Text section |
┌────────
- Born: 1987 or 1988 (age 37–38) Princeton, New Jersey, U.S.
- Education: University of Maryland, College Park (BA); Seton Hall University (JD);
- Occupation: Federal prosecutor
- Political party: Republican

= Desiree Leigh Grace =

American federal prosecutor (born 1988)

Desiree Leigh Grace (born 1987 or 1988) is an American federal prosecutor.

==Early life and education==
Desiree Leigh Grace was born in 1987 or 1988. Grace attended Hopewell Valley Central High School. She graduated from the University of Maryland, College Park and the Seton Hall University School of Law, where she was the managing editor of the Seton Hall Law Review.

==Career==
Grace clerked for New Jersey Supreme Court chief justice Stuart Rabner and United States Court of Appeals for the Third Circuit judge Morton Ira Greenberg. She was a litigation associate in the product liability and the business litigation practices at McCarter & English for two years.
└────────
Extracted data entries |
┌────────
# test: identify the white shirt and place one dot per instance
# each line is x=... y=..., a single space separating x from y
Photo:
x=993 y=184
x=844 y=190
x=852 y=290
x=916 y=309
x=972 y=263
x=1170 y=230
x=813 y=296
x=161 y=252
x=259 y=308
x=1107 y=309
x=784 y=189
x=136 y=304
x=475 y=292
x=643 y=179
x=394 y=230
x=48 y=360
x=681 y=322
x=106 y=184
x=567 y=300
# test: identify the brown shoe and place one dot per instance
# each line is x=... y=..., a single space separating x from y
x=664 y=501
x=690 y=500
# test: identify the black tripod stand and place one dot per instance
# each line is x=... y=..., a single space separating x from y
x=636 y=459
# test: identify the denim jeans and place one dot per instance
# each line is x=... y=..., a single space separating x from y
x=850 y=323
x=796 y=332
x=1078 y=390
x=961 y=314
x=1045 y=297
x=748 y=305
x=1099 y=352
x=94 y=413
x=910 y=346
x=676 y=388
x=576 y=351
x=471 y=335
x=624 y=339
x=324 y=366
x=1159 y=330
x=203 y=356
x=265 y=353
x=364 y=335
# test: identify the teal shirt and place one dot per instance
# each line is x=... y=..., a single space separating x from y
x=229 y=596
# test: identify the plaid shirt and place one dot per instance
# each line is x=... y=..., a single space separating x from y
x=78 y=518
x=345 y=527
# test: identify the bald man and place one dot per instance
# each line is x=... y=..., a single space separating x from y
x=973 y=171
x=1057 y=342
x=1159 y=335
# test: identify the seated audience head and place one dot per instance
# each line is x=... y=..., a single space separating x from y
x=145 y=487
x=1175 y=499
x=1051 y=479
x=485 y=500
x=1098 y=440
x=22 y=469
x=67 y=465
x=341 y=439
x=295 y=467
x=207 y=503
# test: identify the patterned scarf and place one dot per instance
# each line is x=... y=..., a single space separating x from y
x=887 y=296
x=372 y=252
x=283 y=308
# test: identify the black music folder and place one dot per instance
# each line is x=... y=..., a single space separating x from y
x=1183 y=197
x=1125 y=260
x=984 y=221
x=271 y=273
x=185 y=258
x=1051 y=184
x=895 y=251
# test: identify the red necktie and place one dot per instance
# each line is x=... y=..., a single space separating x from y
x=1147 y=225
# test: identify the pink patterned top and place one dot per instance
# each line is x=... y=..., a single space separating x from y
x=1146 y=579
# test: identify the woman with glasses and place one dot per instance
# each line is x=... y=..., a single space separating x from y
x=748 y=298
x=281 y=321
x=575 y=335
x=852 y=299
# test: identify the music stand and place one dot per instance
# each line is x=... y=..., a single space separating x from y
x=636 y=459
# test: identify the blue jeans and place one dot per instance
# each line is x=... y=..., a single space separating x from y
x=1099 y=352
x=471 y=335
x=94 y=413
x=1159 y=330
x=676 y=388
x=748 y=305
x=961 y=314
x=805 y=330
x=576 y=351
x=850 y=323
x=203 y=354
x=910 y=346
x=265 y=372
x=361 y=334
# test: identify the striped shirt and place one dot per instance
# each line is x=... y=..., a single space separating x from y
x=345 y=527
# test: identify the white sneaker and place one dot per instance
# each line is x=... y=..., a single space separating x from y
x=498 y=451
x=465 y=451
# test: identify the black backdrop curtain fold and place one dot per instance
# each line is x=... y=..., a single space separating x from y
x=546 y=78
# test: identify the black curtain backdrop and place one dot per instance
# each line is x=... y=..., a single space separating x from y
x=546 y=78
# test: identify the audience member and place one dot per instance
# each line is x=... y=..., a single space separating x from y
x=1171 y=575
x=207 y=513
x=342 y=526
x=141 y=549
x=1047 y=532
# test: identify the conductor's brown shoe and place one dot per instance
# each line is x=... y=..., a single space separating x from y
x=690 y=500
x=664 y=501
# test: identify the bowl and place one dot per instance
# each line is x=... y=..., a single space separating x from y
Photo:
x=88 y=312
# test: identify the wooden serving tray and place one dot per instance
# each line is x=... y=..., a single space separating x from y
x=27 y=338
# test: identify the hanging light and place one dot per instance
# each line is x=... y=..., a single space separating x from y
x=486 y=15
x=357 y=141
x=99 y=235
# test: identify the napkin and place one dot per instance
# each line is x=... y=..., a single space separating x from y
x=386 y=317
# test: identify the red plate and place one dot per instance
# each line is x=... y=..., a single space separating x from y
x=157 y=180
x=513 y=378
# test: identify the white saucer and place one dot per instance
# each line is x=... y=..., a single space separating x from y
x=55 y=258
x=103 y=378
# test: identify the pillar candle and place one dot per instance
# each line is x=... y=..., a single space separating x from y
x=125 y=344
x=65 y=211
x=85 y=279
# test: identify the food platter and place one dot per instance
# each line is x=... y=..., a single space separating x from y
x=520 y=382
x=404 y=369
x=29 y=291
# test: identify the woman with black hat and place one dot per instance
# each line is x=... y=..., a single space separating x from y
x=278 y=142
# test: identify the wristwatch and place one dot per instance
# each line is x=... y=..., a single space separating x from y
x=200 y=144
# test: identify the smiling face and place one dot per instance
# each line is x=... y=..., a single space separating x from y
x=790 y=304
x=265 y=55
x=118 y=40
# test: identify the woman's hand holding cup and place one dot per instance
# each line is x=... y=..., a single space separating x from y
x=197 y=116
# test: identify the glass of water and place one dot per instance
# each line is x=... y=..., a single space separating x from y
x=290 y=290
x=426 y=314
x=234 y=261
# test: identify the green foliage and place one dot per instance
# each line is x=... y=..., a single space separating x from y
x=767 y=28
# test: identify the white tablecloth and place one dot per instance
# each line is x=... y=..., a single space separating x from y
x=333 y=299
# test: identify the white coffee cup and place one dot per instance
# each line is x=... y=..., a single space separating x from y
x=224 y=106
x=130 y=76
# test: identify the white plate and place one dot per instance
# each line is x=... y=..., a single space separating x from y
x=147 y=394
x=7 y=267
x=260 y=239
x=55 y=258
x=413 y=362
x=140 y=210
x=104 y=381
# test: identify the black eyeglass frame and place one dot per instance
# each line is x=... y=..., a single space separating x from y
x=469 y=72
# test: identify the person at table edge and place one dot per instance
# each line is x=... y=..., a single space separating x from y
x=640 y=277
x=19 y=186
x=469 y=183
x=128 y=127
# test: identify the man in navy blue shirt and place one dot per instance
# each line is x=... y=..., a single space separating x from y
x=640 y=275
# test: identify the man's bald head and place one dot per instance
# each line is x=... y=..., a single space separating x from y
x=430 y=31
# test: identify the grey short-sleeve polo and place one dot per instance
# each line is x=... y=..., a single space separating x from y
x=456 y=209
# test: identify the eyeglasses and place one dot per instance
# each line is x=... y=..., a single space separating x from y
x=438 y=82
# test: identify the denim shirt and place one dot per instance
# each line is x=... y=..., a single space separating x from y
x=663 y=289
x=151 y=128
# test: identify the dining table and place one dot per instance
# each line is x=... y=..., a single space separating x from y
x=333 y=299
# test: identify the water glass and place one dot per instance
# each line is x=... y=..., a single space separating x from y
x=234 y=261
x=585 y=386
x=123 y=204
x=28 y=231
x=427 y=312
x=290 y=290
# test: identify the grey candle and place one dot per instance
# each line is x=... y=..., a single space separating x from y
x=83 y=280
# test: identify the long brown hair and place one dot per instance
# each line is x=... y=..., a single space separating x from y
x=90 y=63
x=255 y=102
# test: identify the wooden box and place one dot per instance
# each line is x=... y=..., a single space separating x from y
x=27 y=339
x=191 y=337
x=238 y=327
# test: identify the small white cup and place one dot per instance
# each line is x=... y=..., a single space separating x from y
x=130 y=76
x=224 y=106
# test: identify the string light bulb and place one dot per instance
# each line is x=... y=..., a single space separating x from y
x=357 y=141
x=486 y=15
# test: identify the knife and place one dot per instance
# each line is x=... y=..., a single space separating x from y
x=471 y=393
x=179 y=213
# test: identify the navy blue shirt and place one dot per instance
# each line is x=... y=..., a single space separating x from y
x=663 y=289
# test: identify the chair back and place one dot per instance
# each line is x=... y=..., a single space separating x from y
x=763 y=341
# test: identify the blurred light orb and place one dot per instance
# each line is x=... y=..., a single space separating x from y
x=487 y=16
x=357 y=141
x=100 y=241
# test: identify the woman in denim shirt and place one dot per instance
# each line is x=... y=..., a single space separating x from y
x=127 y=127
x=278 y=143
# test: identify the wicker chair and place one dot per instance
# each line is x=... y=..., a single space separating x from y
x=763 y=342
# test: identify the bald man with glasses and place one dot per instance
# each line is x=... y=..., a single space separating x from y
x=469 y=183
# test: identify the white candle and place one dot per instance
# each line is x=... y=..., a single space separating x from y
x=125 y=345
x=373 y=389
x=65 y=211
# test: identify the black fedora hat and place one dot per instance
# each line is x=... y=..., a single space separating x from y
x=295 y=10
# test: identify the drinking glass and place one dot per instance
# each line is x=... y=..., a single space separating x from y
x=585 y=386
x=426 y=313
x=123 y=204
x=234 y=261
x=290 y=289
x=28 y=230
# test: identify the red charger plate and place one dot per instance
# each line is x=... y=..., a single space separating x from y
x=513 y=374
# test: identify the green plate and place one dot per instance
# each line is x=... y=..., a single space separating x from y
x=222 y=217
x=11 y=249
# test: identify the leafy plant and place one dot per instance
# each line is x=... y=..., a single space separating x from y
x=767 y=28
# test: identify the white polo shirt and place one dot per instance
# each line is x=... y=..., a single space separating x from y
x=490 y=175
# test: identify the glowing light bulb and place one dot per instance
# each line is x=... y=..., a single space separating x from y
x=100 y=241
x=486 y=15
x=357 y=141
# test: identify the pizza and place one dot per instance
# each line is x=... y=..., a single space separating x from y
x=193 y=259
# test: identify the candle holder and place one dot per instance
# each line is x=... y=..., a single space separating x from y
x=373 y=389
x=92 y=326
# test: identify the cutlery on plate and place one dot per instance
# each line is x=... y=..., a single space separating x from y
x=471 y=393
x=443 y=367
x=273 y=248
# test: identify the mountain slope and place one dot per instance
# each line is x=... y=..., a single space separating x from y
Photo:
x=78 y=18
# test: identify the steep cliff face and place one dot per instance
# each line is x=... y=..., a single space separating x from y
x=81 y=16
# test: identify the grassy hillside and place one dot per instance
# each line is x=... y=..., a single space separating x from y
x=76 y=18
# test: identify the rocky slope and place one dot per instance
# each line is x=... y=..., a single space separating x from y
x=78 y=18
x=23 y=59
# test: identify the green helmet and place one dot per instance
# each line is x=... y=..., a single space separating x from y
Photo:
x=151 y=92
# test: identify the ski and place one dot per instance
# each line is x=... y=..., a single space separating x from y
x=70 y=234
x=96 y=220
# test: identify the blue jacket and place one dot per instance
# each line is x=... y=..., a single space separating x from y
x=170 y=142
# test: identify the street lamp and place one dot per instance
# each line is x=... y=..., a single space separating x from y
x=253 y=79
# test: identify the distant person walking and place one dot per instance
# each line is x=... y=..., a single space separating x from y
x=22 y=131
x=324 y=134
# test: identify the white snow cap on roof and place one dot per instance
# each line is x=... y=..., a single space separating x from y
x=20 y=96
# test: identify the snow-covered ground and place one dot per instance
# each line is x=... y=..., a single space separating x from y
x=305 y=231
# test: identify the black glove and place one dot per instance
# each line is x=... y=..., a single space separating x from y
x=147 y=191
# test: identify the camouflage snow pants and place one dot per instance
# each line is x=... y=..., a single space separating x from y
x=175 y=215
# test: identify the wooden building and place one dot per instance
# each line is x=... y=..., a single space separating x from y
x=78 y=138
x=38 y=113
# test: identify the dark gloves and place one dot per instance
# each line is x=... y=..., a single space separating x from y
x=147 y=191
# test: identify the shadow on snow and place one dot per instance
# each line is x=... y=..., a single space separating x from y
└────────
Set problem 1 |
According to the Desiree Leigh Grace profile, which publication did Grace serve as managing editor?
Set problem 2 |
Rewrite the Desiree Leigh Grace profile from "- Born: 1987" to "American federal prosecutor.", putting "Trenton" wherever "Princeton" appears.
Set problem 3 |
Carry on with the Desiree Leigh Grace profile from the point where it stops.

Expected answer 1 |
The Seton Hall Law Review.

Expected answer 2 |
- Born: 1987 or 1988 (age 37–38) Trenton, New Jersey, U.S.
- Education: University of Maryland, College Park (BA); Seton Hall University (JD);
- Occupation: Federal prosecutor
- Political party: Republican

= Desiree Leigh Grace =

American federal prosecutor (born 1988)

Desiree Leigh Grace (born 1987 or 1988) is an American federal prosecutor.

Expected answer 3 |
In 2016, Grace began working in the United States Attorney's Office as an assistant attorney. She was named as the acting head of the violent crimes unit in August 2020, became the acting head of the criminal division two years later, and was named as the permanent head of the criminal division in March 2024. After being sworn in, Alina Habba, the acting United States attorney for the District of New Jersey, appointed Grace as her first assistant in April 2025. She represented the federal government in litigation involving the Newark immigration detention center incident.

By July 2025, Alina Habba, the acting United States attorney for the District of New Jersey, appeared unlikely to be appointed to the position by a panel of judges on the District Court for the District of New Jersey. The judges invoked an authority to appoint Grace as the acting attorney to occupy the vacancy after Habba's term ends while a nominee is confirmed by the United States Senate. Hours later, Grace received an email stating she was fired as First Assistant U.S. attorney; attorney general Pam Bondi announced the move on X. Nonetheless, Grace has asserted on her LinkedIn page that she will accept the position when Habba's term ends "according to the law". On July 24, Habba announced that the Trump administration had withdrawn her nomination, allowing her to become the acting attorney for approximately seven months and denying Grace the position.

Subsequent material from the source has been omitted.